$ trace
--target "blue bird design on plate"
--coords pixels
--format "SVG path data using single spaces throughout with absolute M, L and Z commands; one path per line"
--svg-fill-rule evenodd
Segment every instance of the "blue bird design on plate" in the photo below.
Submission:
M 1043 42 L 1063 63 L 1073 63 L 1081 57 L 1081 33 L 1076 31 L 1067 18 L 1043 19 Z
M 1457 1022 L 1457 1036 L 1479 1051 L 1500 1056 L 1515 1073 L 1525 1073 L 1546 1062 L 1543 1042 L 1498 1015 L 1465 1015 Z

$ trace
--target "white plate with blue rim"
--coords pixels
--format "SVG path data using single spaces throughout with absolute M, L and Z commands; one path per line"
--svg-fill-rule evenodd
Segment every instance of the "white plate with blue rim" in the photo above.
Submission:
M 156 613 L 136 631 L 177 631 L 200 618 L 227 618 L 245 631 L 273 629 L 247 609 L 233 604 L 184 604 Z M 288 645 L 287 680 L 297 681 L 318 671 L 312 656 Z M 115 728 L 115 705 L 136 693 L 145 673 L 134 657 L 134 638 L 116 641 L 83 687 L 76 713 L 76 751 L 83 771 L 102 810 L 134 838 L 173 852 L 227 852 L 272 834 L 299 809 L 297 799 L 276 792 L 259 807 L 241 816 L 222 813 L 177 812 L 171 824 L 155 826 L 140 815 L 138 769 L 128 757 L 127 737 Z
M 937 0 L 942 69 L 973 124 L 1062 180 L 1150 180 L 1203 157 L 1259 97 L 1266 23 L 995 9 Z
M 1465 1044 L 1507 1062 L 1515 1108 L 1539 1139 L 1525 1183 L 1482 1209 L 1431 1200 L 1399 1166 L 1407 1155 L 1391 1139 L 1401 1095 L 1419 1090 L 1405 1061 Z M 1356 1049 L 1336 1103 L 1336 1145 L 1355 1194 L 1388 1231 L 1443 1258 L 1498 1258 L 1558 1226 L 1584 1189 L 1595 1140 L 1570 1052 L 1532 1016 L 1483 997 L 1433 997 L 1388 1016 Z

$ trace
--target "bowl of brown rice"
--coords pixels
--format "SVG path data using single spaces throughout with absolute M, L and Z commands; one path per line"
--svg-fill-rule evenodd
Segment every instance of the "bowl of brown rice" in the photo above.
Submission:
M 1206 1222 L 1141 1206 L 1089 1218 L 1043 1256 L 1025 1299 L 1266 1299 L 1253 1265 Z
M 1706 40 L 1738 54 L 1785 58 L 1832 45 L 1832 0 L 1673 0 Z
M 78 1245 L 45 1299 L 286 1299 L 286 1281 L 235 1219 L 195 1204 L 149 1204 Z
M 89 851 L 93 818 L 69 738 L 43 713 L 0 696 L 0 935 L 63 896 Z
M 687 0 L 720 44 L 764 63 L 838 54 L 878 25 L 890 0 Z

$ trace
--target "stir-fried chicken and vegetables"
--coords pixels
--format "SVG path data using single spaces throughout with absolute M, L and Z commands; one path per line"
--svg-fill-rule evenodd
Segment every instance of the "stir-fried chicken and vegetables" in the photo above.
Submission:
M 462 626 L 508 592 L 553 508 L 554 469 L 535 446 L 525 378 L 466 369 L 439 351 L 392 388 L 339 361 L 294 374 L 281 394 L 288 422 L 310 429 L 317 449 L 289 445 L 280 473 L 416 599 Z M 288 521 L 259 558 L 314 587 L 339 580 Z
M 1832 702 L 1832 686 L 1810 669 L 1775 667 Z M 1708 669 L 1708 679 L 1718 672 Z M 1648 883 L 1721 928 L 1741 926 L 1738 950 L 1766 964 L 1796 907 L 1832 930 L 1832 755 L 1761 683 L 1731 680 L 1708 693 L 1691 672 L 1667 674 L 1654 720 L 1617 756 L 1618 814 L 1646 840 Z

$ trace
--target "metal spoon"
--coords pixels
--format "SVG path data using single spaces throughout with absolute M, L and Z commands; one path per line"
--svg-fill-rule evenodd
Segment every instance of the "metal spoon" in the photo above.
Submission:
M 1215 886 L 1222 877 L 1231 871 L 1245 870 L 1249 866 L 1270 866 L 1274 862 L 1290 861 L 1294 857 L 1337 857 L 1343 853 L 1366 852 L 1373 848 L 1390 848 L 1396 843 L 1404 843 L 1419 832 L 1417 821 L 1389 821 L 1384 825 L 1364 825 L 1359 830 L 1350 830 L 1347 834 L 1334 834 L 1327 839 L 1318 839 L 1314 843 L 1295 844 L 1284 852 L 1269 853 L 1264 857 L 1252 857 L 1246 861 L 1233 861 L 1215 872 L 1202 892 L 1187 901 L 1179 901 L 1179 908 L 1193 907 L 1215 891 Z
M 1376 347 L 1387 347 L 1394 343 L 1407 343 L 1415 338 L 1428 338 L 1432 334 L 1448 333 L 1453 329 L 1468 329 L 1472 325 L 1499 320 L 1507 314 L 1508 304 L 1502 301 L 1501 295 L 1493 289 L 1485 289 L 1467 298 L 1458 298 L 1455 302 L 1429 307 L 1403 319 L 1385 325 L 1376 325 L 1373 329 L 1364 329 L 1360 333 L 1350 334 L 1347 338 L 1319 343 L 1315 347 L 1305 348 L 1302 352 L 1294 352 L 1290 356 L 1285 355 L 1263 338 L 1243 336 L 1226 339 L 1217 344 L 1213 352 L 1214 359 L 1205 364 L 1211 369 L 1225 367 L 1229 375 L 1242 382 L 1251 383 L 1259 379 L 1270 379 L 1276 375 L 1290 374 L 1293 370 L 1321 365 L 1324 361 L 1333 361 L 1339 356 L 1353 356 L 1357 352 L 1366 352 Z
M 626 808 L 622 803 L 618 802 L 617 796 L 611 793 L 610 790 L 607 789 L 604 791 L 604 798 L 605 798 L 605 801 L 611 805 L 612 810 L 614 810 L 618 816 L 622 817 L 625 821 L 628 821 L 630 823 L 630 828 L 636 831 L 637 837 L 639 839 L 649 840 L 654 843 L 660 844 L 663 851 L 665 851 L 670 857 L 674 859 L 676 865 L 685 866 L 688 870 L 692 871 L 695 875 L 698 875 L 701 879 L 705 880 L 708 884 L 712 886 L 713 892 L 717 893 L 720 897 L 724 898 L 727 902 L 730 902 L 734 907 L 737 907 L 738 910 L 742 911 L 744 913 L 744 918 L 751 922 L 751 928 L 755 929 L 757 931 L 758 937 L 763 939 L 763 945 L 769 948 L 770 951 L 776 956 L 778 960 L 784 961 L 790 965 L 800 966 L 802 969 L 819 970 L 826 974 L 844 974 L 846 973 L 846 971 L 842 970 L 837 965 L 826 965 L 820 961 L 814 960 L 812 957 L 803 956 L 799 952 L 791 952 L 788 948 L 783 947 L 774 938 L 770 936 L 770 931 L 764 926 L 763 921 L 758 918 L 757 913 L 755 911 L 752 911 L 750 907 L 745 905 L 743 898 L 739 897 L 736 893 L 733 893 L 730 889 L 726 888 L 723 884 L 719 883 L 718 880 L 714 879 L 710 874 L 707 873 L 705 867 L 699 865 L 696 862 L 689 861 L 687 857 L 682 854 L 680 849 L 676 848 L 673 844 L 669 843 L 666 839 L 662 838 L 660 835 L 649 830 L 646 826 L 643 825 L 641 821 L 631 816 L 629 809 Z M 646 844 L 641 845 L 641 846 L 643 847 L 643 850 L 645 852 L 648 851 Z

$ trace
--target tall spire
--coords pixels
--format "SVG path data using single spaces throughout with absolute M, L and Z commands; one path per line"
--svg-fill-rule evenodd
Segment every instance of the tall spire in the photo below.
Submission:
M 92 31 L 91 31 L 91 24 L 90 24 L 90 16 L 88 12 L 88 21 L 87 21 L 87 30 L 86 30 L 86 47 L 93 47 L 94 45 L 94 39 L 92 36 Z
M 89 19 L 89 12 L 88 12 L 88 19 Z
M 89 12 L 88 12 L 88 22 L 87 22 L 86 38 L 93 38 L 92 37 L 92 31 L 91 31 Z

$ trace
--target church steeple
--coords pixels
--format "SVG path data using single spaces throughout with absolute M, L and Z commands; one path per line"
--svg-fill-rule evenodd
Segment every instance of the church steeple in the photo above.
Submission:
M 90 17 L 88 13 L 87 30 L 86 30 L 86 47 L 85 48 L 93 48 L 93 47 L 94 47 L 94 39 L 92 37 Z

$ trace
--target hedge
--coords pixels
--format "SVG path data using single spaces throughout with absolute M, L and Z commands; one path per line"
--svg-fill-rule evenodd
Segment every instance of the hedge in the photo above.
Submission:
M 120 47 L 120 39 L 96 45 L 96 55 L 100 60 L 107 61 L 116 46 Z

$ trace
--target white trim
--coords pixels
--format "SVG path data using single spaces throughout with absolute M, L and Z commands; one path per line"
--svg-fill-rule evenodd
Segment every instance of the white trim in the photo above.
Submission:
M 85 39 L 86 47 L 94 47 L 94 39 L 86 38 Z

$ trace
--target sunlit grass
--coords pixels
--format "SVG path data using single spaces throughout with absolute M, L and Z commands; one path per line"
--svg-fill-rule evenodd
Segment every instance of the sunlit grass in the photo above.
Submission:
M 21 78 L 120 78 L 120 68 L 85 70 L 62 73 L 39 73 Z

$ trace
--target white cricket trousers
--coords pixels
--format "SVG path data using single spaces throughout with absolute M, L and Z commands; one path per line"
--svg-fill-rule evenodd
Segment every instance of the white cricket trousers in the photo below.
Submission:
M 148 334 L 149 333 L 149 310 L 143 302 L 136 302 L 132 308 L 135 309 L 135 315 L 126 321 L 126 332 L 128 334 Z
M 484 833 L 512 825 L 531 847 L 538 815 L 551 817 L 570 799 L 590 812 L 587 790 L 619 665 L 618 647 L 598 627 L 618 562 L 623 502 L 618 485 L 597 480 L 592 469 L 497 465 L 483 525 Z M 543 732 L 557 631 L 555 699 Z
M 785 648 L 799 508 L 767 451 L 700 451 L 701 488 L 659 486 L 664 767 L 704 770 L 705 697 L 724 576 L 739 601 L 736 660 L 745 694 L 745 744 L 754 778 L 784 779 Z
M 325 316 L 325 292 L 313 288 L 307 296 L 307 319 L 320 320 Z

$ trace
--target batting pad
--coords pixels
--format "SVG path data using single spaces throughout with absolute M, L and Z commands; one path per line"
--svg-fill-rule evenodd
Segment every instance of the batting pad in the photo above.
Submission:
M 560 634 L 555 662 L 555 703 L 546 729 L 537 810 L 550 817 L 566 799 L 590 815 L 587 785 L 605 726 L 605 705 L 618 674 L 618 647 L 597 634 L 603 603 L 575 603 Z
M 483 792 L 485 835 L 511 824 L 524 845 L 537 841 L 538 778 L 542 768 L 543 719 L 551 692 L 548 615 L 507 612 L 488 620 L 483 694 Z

* _Aim of the task_: Would you filter the records and copy out each line containing "batting"?

* _Your response_:
--target batting pad
Segment every instance of the batting pad in the photo above.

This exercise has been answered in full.